- [Your assignment] Write each entry out again verbatim, pictures excluded.

- [Source information]

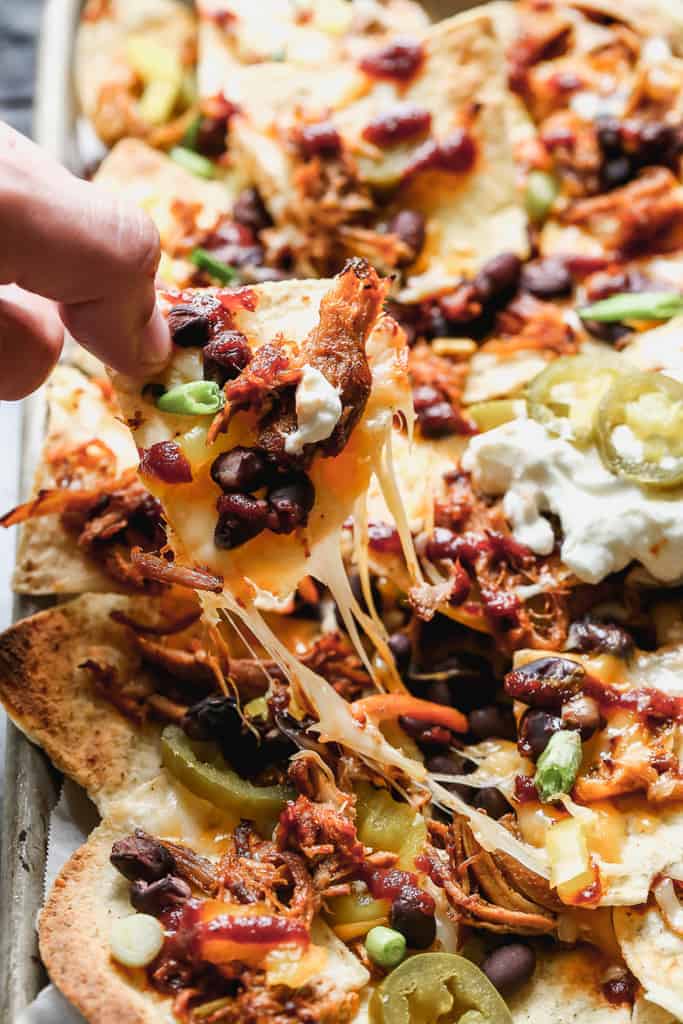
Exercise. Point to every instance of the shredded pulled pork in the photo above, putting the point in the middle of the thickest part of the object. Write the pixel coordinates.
(253, 870)
(472, 532)
(329, 199)
(334, 657)
(484, 890)
(336, 347)
(527, 324)
(644, 216)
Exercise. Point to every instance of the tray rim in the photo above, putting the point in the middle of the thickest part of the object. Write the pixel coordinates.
(31, 783)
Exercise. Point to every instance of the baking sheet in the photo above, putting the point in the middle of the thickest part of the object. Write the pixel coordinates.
(32, 785)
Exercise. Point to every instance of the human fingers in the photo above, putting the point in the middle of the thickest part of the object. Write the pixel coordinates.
(94, 254)
(31, 340)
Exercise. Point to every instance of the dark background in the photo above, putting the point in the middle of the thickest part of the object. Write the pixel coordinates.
(19, 22)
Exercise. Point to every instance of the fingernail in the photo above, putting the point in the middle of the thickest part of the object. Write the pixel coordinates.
(155, 349)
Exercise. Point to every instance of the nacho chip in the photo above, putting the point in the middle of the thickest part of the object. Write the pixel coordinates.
(324, 207)
(50, 693)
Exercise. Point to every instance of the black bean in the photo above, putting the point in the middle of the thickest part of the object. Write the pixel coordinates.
(250, 210)
(582, 713)
(536, 729)
(188, 327)
(606, 638)
(510, 966)
(616, 172)
(208, 719)
(141, 857)
(430, 738)
(241, 517)
(401, 648)
(493, 802)
(218, 720)
(547, 279)
(157, 896)
(492, 721)
(410, 226)
(225, 356)
(242, 469)
(439, 420)
(499, 276)
(609, 135)
(290, 504)
(413, 916)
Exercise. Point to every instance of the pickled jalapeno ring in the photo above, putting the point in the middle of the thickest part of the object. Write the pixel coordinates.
(217, 783)
(639, 427)
(565, 395)
(437, 988)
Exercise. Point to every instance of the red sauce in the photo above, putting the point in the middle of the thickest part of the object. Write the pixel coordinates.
(400, 60)
(186, 932)
(261, 929)
(389, 883)
(645, 702)
(165, 461)
(384, 538)
(454, 155)
(397, 125)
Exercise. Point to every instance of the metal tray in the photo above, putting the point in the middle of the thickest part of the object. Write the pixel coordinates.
(32, 784)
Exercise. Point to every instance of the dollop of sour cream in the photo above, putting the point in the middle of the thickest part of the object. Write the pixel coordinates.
(606, 520)
(318, 409)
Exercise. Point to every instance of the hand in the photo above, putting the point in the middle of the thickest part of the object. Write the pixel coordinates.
(72, 256)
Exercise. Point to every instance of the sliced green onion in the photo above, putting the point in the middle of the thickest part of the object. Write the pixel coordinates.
(195, 398)
(191, 135)
(193, 162)
(136, 940)
(558, 765)
(635, 305)
(225, 273)
(385, 946)
(542, 189)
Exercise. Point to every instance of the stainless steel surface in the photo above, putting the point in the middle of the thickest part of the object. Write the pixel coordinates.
(31, 792)
(31, 783)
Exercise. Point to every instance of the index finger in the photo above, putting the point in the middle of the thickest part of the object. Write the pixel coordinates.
(94, 254)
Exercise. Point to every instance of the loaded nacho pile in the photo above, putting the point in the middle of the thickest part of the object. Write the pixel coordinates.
(369, 642)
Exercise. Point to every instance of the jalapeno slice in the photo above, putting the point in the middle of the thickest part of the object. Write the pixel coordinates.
(437, 988)
(565, 395)
(640, 429)
(216, 782)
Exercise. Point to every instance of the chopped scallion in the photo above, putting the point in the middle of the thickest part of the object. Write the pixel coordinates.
(193, 162)
(194, 398)
(223, 272)
(635, 305)
(558, 765)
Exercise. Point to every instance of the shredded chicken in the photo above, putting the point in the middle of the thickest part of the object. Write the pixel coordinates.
(486, 890)
(644, 216)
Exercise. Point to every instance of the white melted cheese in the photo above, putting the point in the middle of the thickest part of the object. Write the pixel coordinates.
(606, 520)
(318, 409)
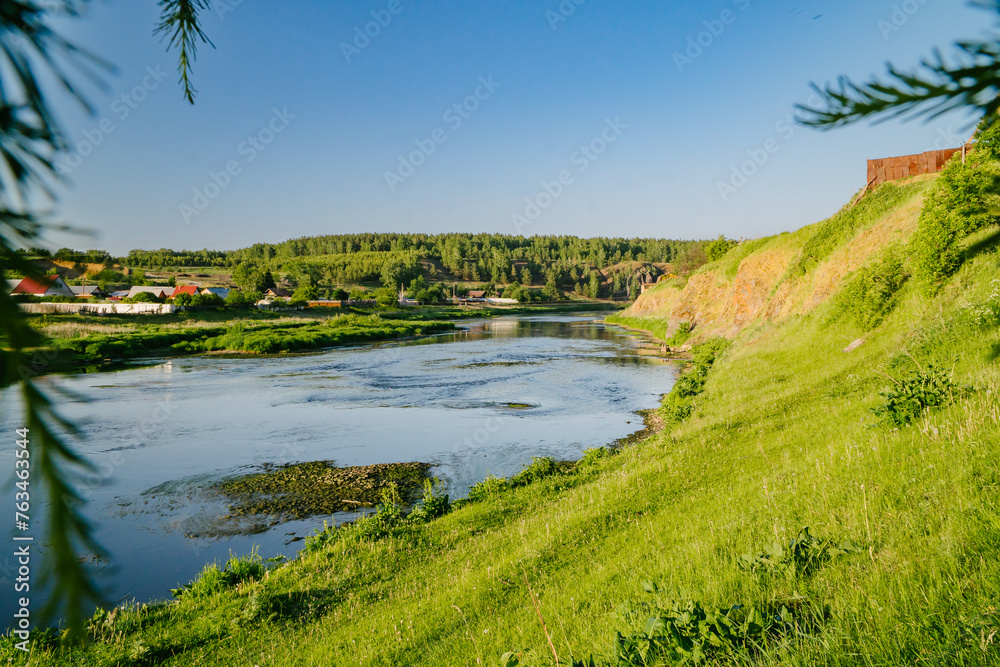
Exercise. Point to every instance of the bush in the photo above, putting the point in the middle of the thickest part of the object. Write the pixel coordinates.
(679, 403)
(870, 294)
(801, 557)
(964, 200)
(490, 487)
(912, 396)
(718, 248)
(685, 631)
(540, 468)
(432, 505)
(214, 580)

- [Answer to the exercise]
Exercise. Point to every instance of the shredded pulled pork in the photo above, putting the point in the middle of the thickest part of the object. Write the pixel coordinates.
(253, 870)
(472, 532)
(329, 199)
(334, 657)
(484, 890)
(336, 347)
(527, 324)
(644, 216)
Exercise. Point to every instance of the tray rim in the photo above, putting the point in the middle of the thickest part of the object. Write the pixel coordinates.
(31, 783)
Exercise. Point to every instance of the baking sheet in the photo above, putting the point in the middle of the thickest part of the object. Write the pixel coordinates.
(32, 785)
Exercise. Point to every instance of the human fingers in the photo above, putting the point in the middle of the thickest part of the object. Write the pixel coordinates.
(94, 254)
(31, 340)
Exercise. Point to every instance of the dark background in the photo above, putting the point in the middle of the thickest part of the object. Write the pixel coordinates.
(19, 22)
Exercise. Point to every instance of the fingernail in the photo above, putting the point in the middle of the thickest part of the object. Write the pixel coordinates.
(155, 349)
Exercise. Point to every instance of the nacho chip in the photo above, putting the point in the middle of the thickest part of the object. Write the pixel coordinates.
(324, 207)
(50, 693)
Exercise. Point to every instance of the black bean in the photo above, putting the point in the middle of the thickest part of the object. Write the pixel coordinates.
(250, 210)
(582, 713)
(536, 729)
(188, 327)
(606, 638)
(510, 966)
(616, 172)
(208, 719)
(141, 857)
(430, 738)
(241, 517)
(401, 648)
(493, 802)
(218, 720)
(547, 279)
(157, 896)
(492, 721)
(410, 226)
(225, 356)
(242, 469)
(439, 420)
(499, 276)
(609, 135)
(290, 504)
(413, 916)
Exercise. Point to every instance of the pickled jalapeno ring in the photo above, putting the point in the middle of the thickest part of the object. Write the pixel coordinates.
(217, 783)
(639, 427)
(565, 395)
(437, 988)
Exercise. Point to every instance of the red sauce in the photo above, putting the point in the middle of the thickest part of the object. Write the pixel coordinates.
(400, 60)
(186, 932)
(261, 929)
(389, 883)
(645, 702)
(165, 461)
(384, 538)
(454, 155)
(397, 125)
Exercise. Point to every instance of the metal tray in the photo above, putting the point in the middle of the thickest part of the object. Write the pixel coordinates.
(32, 784)
Exercise. Point to every instance of the dollop of sour cream in the photo above, putting the point in the middle of the thickest part of the object. Write the pixel coordinates.
(606, 520)
(318, 409)
Exercise. Point to every instance of the hand in the photo above, putting the point in the middle of the thickest part of the object. Write the pixel coordinates.
(72, 256)
Exercise. Point to every instance of the sliced green onion in the photo above, putting the point in the middle of the thickest part of the object. Write the pixel coordinates.
(195, 398)
(191, 135)
(193, 162)
(136, 940)
(558, 765)
(635, 305)
(225, 273)
(385, 946)
(542, 189)
Exercise. Point to every instance of the stainless steel surface in the photo above, putting the point in the middle of the thickest part of the object. Write the pixel coordinates.
(31, 792)
(31, 783)
Exercise. Point to every instance of the index finger in the photo above, putting the point in the middle of the thickest part of the object. Write the pixel coordinates.
(94, 254)
Exercise. Point to every instance of the loaded nacho pile in the photo above, putting the point in the middle of the thickest part of the object. Write the pixel coordinates.
(369, 642)
Exercise. Point to every instance of the jalapeno slice in the photo above, putting the point in the middle of the thickest part of the object. Write the pixel coordinates.
(437, 988)
(565, 395)
(640, 429)
(216, 782)
Exercise. Point to every instance of the chopped scallion in the photo above, putting the point in the middle of the thickest part of the object. Write the pixel coordinates.
(193, 162)
(194, 398)
(223, 272)
(635, 305)
(558, 765)
Exercise. Point to every instance of the shredded chicken in the photo above, putting the point in the middle of the thickest part of the object. Write the pixel coordinates.
(486, 890)
(644, 216)
Exercise. Point to every instance of the white melted cheese in the photo above, putting the point in the middle of the thickest part of the object. Write the pixel coordinates.
(606, 520)
(318, 409)
Exercise. Point to every instance of the bush in the photo above, putting the point in the middle of the thickest part of the object. Write the pixel coordinates.
(679, 403)
(870, 294)
(801, 557)
(964, 200)
(490, 487)
(912, 396)
(718, 248)
(685, 631)
(540, 468)
(432, 505)
(214, 580)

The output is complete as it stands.